**SOURCE EXTRACT:**
□ □ □ □ □ □ □
# Platform Shoe for Extra Inches



## katherinewright (Jan 26, 2012)

There is nothing better than a fabulous platform shoe for those few extra inches!


----------



## jannagibs (Feb 12, 2012)

i agree but i also love wedges shoes.. have you tried checking lovebeloved.com, they offer cool shoes..


----------



## janzyviancablue (Feb 20, 2012)

Me too – especially in a fun color!


----------



## amoxirat (Mar 5, 2012)

I love wedges and heels with platforms~ 
	

	
	
		
		

		
			




  	I always feel unstoppable when I wear them.


----------



## jasminejones (Mar 6, 2012)

platform shoes give an extra level of comfort, plus a sexy factor.. love them as well!


----------



## BadLeslie (Mar 20, 2012)

GAH I LOVE platforms, especially Jeffrey Campbell's and Dolce Vita. I'm 5'7" though and if I throw on some platforms, I tower above everyone at around 6 feet! I genuinely wish I was shorter sometimes because I'd be clomping around in 6 inch platforms everyday.


----------



## funkychik02 (Mar 20, 2012)

Who cares?! 5'7 in heels is supermodel stuff! wear 'em, girl!


----------



## BadLeslie (Mar 28, 2012)

funkychik02 said:


> Who cares?! 5'7 in heels is supermodel stuff! wear 'em, girl!



 	Haha thanks! Luckily my boyfriend is super supportive of the amazon status when I wear platforms, so I'm trying to come out of my shell a little more.


----------



## wangdoofunsukh (Jul 16, 2012)

Plat form shoes are just too heavy.


----------
□ □ □ □ □ □ □
**INFORMATION SUPPLIED:**
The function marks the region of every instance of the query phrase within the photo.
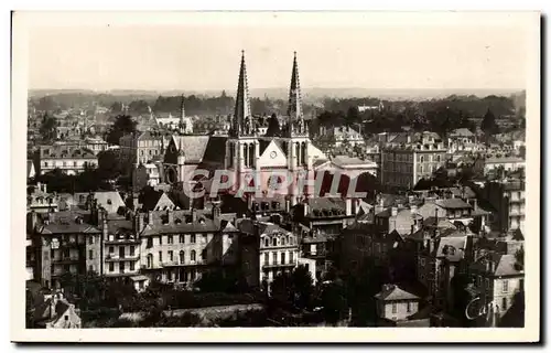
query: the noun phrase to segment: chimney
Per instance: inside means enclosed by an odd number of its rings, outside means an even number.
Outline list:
□ □ □ □ □ □ □
**TASKS TO PERFORM:**
1/ In the platform shoe thread, rewrite the paragraph beginning "GAH I LOVE platforms" as a shorter paragraph that keeps its main facts.
2/ Please revise everything from "## katherinewright (Jan" down to "(Feb 12, 2012)" in the platform shoe thread, swapping "fabulous" for "stunning".

**EXPECTED ANSWERS:**
1/ I love platforms, especially Jeffrey Campbell's and Dolce Vita. At 5'7", platforms put me at around 6 feet, taller than everyone, so I sometimes wish I were shorter so I could wear 6-inch platforms every day.

2/
## katherinewright (Jan 26, 2012)

There is nothing better than a stunning platform shoe for those few extra inches!


----------



## jannagibs (Feb 12, 2012)